*** Opening DATA ***
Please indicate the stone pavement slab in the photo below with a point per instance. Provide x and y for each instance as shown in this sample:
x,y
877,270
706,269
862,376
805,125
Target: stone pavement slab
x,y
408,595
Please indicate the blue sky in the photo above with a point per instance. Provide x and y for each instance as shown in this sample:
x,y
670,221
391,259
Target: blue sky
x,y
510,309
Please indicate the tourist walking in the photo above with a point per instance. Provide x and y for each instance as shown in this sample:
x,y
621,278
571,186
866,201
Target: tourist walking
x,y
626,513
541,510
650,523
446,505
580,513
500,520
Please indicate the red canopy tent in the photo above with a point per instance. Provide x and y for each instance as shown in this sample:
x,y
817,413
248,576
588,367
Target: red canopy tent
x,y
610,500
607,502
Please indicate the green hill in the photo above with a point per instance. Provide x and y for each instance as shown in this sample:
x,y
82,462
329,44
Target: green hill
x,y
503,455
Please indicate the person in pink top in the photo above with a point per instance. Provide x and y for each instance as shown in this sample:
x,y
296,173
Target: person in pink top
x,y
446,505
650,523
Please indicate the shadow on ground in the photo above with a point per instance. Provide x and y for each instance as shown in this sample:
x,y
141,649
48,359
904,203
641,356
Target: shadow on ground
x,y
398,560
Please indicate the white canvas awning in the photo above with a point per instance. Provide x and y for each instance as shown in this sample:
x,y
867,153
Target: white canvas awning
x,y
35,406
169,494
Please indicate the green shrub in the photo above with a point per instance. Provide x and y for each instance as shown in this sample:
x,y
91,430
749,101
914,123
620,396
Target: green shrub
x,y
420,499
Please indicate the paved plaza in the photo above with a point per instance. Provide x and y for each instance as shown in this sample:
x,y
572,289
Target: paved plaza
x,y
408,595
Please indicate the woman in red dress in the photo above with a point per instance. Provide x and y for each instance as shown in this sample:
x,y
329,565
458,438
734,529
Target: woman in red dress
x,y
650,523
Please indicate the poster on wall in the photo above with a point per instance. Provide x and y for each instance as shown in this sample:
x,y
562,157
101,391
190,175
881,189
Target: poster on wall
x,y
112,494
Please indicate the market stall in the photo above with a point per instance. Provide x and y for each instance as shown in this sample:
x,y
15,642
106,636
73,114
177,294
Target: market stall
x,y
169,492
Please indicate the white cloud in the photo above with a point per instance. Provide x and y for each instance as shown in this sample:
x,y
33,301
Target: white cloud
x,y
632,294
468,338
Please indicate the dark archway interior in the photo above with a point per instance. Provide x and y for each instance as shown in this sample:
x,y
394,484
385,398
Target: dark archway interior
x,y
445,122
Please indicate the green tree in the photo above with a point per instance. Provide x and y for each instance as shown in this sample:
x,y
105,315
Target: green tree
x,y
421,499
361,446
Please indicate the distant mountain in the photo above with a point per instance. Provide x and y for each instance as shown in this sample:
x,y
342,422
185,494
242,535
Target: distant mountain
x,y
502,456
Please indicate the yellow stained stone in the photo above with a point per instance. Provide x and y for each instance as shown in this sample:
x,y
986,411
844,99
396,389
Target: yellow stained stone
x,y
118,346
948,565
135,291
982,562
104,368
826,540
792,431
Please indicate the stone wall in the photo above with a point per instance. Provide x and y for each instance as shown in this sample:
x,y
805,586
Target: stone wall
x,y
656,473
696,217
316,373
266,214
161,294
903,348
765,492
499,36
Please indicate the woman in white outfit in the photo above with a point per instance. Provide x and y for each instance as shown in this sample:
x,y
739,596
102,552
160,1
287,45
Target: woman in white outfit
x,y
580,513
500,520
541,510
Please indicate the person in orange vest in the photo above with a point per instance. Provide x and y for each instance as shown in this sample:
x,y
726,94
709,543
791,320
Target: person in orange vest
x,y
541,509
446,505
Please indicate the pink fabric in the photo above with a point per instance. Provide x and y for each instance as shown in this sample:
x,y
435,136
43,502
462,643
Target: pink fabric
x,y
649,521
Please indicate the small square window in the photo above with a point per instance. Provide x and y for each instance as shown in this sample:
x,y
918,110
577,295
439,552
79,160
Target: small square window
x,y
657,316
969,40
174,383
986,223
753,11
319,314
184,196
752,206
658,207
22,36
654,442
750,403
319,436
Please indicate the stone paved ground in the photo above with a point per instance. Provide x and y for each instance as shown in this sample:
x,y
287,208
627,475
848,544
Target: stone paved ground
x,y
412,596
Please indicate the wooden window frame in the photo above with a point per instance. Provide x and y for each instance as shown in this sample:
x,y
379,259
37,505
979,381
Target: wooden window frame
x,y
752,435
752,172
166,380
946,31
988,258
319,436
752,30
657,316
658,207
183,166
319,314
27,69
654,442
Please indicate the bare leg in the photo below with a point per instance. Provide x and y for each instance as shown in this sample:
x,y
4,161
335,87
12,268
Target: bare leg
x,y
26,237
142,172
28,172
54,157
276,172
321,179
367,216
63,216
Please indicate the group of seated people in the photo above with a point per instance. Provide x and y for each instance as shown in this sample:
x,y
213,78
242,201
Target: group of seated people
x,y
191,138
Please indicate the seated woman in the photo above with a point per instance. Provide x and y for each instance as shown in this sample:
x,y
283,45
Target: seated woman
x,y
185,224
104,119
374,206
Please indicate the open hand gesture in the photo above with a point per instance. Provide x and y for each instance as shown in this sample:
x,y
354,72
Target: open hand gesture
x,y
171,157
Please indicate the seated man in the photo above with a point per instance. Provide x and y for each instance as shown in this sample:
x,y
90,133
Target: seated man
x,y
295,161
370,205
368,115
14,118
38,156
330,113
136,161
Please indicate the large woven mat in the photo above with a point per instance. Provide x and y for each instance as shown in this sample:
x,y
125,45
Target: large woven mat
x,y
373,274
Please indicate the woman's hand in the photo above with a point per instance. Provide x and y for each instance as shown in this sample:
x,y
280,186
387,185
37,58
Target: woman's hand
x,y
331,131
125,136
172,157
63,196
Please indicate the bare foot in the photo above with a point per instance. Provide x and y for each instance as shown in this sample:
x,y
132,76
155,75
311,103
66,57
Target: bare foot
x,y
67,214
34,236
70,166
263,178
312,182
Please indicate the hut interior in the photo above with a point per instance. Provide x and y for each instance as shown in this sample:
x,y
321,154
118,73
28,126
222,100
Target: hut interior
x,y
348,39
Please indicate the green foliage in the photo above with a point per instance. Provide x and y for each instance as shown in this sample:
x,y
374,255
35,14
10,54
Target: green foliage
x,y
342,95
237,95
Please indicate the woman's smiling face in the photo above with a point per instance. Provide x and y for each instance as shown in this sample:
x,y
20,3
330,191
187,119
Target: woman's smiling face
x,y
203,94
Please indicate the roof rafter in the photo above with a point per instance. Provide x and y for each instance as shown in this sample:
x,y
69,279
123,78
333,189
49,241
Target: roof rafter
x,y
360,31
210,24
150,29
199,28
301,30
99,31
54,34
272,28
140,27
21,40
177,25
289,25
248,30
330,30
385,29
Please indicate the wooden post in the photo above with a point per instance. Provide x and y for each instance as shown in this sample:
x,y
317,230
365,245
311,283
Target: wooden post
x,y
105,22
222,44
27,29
*** Closing DATA ***
> WHAT IS NEEDED:
Show every line above where "below" is found.

> ANSWER TO THE EXERCISE:
Please indicate the stone pavement slab in the photo below with a point per instance. Provide x and y for each instance as shown in this sample:
Please indicate the bare leg in the photo below with a point per instance. Provide x and y for each instance as shown in this sample:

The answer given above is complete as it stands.